(Dataset items)
·····

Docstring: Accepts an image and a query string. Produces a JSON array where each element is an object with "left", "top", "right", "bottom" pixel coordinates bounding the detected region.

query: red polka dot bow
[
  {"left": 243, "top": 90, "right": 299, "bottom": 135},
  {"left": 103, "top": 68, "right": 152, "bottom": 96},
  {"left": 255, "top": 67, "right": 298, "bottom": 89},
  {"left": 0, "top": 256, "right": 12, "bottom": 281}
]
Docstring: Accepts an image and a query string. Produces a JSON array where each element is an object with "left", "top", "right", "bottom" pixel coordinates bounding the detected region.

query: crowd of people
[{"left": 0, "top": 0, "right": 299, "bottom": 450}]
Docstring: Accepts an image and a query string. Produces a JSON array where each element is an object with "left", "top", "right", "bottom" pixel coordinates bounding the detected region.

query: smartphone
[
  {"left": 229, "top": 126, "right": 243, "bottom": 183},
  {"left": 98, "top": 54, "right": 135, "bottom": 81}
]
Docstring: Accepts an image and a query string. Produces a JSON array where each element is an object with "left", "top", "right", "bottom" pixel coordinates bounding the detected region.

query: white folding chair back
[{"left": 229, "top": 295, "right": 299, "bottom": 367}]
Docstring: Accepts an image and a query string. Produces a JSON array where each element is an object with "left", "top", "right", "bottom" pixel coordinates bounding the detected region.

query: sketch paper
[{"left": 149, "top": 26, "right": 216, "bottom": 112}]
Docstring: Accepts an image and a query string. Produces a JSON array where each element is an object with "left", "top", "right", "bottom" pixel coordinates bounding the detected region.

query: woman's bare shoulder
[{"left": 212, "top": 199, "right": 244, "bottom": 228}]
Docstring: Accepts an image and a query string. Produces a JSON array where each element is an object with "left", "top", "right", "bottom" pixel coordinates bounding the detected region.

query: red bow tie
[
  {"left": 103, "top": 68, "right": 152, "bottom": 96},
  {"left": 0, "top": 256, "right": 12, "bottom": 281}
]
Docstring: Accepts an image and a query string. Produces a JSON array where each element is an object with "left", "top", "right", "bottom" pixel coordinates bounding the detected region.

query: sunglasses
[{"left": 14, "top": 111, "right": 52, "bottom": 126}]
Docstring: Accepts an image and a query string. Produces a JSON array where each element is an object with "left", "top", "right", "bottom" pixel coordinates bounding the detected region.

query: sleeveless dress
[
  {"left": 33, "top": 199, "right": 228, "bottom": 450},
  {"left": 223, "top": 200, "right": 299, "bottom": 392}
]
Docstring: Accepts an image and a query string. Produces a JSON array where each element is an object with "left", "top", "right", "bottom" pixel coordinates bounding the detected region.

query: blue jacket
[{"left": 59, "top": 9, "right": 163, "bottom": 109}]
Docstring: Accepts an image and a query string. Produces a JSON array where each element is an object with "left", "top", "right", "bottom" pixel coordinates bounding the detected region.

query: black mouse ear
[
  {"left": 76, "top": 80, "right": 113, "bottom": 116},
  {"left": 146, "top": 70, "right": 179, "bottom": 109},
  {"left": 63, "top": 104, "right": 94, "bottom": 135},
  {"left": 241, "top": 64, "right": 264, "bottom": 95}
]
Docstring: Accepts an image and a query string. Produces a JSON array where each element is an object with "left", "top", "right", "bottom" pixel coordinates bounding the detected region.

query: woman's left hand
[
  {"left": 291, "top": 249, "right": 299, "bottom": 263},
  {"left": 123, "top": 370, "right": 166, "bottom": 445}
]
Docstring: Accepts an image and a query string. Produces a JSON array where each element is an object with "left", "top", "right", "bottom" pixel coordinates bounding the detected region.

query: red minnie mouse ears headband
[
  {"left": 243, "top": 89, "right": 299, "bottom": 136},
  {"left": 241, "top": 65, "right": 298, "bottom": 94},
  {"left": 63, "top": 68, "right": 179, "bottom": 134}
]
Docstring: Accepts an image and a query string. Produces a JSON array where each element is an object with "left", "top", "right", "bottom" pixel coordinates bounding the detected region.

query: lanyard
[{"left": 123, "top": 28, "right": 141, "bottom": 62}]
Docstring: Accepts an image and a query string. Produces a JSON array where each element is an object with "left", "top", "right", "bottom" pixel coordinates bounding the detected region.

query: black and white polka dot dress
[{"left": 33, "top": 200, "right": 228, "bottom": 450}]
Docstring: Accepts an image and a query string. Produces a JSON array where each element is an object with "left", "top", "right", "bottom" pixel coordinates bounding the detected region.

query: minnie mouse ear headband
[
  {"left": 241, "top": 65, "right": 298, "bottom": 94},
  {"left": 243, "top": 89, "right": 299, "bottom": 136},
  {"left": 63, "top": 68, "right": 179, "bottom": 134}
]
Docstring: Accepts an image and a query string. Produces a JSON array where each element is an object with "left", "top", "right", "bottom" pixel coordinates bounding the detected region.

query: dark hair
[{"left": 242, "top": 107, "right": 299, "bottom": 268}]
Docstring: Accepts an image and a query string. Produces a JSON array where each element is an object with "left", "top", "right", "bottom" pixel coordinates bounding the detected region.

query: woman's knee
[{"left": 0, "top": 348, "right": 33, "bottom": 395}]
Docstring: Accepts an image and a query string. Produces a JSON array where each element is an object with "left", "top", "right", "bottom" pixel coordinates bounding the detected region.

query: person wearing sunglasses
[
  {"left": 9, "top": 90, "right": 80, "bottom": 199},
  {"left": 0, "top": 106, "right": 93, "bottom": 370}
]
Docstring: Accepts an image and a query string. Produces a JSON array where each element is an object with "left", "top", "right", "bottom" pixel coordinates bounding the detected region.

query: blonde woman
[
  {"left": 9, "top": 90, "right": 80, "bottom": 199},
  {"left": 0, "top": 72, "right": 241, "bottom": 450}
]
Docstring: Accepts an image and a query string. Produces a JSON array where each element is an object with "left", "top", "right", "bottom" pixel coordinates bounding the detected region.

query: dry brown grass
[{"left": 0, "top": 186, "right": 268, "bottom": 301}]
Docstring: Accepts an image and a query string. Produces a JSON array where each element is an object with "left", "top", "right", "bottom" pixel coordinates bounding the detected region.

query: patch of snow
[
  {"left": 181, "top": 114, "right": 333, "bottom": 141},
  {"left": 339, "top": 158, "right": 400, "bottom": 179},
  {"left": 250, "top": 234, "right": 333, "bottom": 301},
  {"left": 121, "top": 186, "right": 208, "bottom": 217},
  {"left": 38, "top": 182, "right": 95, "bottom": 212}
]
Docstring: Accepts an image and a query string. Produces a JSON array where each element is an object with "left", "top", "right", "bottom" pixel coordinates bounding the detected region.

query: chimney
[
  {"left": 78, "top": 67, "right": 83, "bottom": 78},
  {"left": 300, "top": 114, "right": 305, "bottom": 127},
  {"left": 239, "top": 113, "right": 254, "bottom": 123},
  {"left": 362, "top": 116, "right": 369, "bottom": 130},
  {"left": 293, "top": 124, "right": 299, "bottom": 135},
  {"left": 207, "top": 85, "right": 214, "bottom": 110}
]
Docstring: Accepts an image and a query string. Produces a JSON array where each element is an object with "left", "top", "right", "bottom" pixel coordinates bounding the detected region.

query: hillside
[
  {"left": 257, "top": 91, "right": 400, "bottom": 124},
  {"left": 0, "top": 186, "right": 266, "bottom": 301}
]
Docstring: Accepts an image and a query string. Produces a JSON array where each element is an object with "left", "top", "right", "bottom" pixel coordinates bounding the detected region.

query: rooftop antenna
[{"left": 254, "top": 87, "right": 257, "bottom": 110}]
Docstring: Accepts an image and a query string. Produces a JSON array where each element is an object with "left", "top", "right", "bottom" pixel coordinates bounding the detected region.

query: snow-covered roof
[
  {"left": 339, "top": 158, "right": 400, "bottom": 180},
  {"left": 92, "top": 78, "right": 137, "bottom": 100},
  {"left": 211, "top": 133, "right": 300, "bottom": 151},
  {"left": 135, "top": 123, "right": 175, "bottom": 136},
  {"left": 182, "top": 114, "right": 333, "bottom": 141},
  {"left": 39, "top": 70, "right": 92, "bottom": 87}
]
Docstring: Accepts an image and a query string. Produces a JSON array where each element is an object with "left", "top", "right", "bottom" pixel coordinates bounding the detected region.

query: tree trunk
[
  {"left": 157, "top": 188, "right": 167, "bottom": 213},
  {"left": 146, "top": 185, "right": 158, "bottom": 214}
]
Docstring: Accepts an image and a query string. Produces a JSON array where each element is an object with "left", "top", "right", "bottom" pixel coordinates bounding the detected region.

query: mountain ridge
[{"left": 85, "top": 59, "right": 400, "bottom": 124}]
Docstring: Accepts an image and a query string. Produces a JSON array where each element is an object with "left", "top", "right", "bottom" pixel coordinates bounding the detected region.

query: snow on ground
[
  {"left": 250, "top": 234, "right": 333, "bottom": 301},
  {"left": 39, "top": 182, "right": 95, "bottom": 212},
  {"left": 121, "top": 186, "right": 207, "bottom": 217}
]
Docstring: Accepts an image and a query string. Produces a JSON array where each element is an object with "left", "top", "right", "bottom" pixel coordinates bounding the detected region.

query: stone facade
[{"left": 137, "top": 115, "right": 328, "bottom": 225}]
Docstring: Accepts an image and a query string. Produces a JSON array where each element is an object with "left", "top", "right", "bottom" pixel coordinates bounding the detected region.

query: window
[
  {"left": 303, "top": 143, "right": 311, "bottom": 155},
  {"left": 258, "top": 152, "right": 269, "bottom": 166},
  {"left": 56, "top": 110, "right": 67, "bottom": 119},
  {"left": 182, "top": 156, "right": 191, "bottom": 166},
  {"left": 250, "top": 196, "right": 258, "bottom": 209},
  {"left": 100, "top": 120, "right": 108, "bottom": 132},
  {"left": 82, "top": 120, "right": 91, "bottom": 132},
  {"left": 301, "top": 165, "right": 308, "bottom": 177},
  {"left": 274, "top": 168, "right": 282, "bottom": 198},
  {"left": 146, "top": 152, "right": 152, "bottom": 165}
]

·····

◆ **TASK REQUIREMENTS**: Count the lines in the records above that contain the string "black". Reply with the number alone.

◆ **ANSWER**: 2